How nurses are shaping the future of health care
Nurses are key players when it comes to a patient's health care. And their roles are shaped—and shaping—the politics of medicine in Canada and around the world.
U of T's Bloomberg Faculty of Nursing will mark National Nursing Week 2013 with a free panel discussion by two leading experts in health care on the evening of May 7.
Sioban Nelson, dean of the Faculty of Nursing, will moderate a discussion on how politics, policy and leadership are shaping nursing across Canada and around the world. (RSVP online here)
Tom Keighley, Frances Bloomberg International Distinguished Visiting Professor will discuss international issues and trends in health care policy and the implications for nurses and the care they provide. Michael J. Villeneuve, Bloomberg Nursing lecturer will focus on the Canadian context and the issues confronting the profession and the future of health care.
Keighley and Villeneuve spoke with U of T News about their take on the future of nursing.
Can you describe some of the positive elements of nursing’s role in politics and health care policy?
TK: One element tying the nursing profession together internationally is a common desire to better the system to benefit patients and their families. Nurses see first-hand the impact of policy and politics on their patients, and are a valuable voice in bringing attention to where the system is thriving and also when it’s failing.

Data supplied
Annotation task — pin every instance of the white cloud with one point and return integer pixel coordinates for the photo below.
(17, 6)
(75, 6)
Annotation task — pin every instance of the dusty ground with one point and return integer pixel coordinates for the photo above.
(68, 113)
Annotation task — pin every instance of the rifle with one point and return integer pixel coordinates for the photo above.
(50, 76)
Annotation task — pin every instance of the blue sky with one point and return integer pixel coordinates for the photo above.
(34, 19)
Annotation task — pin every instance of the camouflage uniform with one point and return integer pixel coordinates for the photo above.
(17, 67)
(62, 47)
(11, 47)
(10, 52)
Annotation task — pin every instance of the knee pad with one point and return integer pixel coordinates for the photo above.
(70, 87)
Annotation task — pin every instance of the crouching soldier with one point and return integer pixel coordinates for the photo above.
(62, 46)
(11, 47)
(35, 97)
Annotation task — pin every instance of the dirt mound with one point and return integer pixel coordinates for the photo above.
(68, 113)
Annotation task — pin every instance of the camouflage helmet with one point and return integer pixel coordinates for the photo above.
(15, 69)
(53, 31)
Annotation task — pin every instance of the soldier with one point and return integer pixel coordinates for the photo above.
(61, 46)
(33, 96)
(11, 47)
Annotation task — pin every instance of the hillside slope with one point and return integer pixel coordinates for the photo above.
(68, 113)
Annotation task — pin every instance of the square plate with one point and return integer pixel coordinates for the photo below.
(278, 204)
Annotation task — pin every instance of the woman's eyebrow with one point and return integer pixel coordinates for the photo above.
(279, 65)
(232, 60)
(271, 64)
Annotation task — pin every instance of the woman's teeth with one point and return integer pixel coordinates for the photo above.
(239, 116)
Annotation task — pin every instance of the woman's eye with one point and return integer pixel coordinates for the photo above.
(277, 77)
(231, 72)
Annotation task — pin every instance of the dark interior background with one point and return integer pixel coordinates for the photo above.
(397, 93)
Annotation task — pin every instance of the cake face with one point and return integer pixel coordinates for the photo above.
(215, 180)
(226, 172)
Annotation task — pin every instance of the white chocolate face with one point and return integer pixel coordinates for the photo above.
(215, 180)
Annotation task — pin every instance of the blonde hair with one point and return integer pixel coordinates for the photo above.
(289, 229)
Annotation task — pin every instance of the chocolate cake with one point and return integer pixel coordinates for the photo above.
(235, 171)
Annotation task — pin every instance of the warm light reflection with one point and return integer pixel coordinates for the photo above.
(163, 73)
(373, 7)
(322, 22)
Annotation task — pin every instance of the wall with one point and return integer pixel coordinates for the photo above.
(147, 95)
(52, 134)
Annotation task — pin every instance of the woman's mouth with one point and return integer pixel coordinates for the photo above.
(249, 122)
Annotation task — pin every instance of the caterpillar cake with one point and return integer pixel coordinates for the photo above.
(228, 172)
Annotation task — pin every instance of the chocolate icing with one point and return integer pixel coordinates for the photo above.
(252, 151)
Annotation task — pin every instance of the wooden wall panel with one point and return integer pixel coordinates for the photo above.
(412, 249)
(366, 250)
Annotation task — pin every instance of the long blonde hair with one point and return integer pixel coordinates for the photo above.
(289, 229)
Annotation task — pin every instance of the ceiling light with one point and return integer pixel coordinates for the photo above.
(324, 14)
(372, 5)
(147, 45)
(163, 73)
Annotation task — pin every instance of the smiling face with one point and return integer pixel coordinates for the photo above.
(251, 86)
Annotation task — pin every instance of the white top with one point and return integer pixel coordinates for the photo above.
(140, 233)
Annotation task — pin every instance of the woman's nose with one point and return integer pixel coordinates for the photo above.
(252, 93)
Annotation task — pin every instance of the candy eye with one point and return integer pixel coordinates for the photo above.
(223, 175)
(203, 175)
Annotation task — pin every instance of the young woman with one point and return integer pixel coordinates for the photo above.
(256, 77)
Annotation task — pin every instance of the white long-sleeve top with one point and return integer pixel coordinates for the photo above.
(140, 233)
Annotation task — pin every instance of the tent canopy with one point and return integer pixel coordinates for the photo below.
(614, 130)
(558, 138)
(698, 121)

Exercise instructions
[a] Answer these about the article on nurses and health care, marking each answer to match:
(i) Who will moderate the panel discussion?
(ii) What will Michael J. Villeneuve focus on?
(iii) According to TK, what common desire ties the nursing profession together internationally?
[b] Please carry on the article on nurses and health care, picking up after its last sentence.
The records come from a separate source.

Numbered responses
[a]
(i) Sioban Nelson, dean of the Faculty of Nursing
(ii) The Canadian context and the issues confronting the profession and the future of health care
(iii) A desire to better the system to benefit patients and their families

[b]
MV: Canadians place an enormous level of trust in registered nurses (RNs); to the envy of every other profession. Canadians know that nurses have a massive impact on their health, care, safety, quality.
What would you consider to be negative elements?
MV: The flip side is that while Canadians trust nurses, we could do a much better job really engaging and making the best use of those in the nursing profession. We’re graduating highly qualified individuals who have drive and passion for their career. What Canada needs to do is effectively deploy, employ and compensate nurses, while encouraging nurse leadership, to continue moving the system forward.
TK: Nursing has always been perceived as a profession strictly involved with compassion and care. In my experiences, nurses never felt they could be political, or that politics had no role in nursing and that couldn’t be farther from the truth. Our nursing leadership in Europe is strong but could be even more formidable if nurses had a clearer understanding of the nature of political imperatives and breadth of policy agenda.
Do you think it’s possible to change the current direction?
TK: Change is always possible - now more than ever with our nursing professionals recognizing the importance of policy and politics in their everyday work. The stronger the connection between these elements, the better the chance that our nurses will have more professional recognition outside of Europe, and can bring their considerable expertise to transforming health care systems internationally.
MV: For the sake of Canadian health care, we have to keep working on change. Canadians want and deserve exceptional health care and we produce the nurses who are able to do that. It doesn’t make sense to invest in creating these highly-skilled professionals without creating the opportunities for them to use that knowledge in the transformation agenda to generate better health, better care and better value.